INSTRUCTIONS TO FOLLOW: In the text on keeping a data architecture simple, copy word for word everything from "I define simplicity" down to "lines of code.".

EXCERPTED TEXT:
I define simplicity as a tradeoff between value, effort, and moving parts:
- Maximize the value of data products delivered to stakeholders.
- Minimize the necessary effort to document, learn, contribute to, and maintain the data architecture.
- Minimize the number of moving parts, such as technologies, processes, data structures, files, and lines of code.
Use Snowflake as your data warehouse
As much as I love the idea of just using PostgreSQL, I know that I'd spend countless hours troubleshooting sharding, checkpointing, bloat, vacuuming, and more performance issues. Managing the performance of a data warehouse database can easily become a full-time job (and in many organizations, does).
Snowflake eliminates this need with its virtual warehouses that can be scaled up or out and support for dozens of concurrent queries on the same table through micropartitioning. Add to that a user-friendly UI and a growing list of features focused on modern data warehousing, and it becomes really hard to beat Snowflake in terms of delivering high value for minimal effort.
(I still want to set up an open-source data warehouse myself at least once though)
Manage infrastructure through Terraform/OpenTofu
Infrastructure is a great example of the tradeoff between minimizing effort and minimizing the number of moving parts. If you're standing up a quick single-user Postgres database to use dbt locally, Terraform is definitely overkill. A small startup of less than 10 people probably doesn't need Terraform. However, the balance tips toward infrastructure-as-code even for a small organization of around 100 people. Once your organization starts having separate departments, suddenly you need multiple databases, multiple schemas, auditable access controls, review environments, scalable compute, and potentially even cloud integrations. It's definitely possible to do all this manually, but the effort to document and enforce the standards quickly begins to outweigh the effort to stand up, learn, and maintain an infrastructure-as-code solution.
Due to Terraform changing its license in 2023, a truly open-source fork called OpenTofu was created. Though I'll keep using the term "Terraform" below to prevent confusion, I do recommend OpenTofu over Terraform in your implementation.
If your organization uses Snowflake, you can use Terraform/OpenTofu to define your databases, schemas, roles, warehouses, and permissions. You can additionally use Terraform to create personal environments for each developer, as well as create review environments for each Git pull request.
Simplest practice: Minimize the amount of data access roles
I once had the ambition to implement perfect role-based access in Snowflake. For each functional role that needs to access the data warehouse, there'd be a corresponding Snowflake role. That way, permissions could be fine-tuned for each role.

Items drawn from a data source:
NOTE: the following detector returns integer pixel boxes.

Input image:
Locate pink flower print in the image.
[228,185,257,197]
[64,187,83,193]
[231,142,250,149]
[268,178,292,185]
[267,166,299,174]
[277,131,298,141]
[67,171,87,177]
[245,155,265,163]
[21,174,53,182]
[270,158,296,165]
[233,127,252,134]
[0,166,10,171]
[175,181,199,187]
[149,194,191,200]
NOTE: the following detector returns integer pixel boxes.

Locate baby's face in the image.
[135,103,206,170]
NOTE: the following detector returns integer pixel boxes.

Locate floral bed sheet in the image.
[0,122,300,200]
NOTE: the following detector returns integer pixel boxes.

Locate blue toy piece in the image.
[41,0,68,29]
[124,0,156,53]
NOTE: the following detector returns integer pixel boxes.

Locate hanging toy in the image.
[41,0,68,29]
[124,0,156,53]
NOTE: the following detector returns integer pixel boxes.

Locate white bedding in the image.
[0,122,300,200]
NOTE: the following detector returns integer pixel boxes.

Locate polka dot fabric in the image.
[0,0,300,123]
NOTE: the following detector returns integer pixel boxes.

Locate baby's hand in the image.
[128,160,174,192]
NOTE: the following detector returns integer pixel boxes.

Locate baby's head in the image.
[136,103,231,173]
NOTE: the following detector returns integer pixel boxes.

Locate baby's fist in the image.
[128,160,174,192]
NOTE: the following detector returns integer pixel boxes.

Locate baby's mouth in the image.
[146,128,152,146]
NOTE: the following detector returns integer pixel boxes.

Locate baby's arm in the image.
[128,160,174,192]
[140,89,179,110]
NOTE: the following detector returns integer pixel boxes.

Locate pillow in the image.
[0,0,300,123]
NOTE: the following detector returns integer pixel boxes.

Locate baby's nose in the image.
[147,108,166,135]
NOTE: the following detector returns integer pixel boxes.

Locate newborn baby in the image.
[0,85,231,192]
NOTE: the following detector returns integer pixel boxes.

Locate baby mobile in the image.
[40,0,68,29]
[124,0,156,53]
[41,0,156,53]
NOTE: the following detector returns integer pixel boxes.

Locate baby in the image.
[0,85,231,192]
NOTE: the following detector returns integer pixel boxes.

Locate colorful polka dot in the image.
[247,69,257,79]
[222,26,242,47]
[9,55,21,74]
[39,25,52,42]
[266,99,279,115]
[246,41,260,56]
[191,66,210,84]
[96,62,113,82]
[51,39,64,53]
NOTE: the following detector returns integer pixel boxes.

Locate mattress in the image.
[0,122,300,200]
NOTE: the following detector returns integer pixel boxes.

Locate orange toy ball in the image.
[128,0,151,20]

ANSWER:
I define simplicity as a tradeoff between value, effort, and moving parts:
- Maximize the value of data products delivered to stakeholders.
- Minimize the necessary effort to document, learn, contribute to, and maintain the data architecture.
- Minimize the number of moving parts, such as technologies, processes, data structures, files, and lines of code.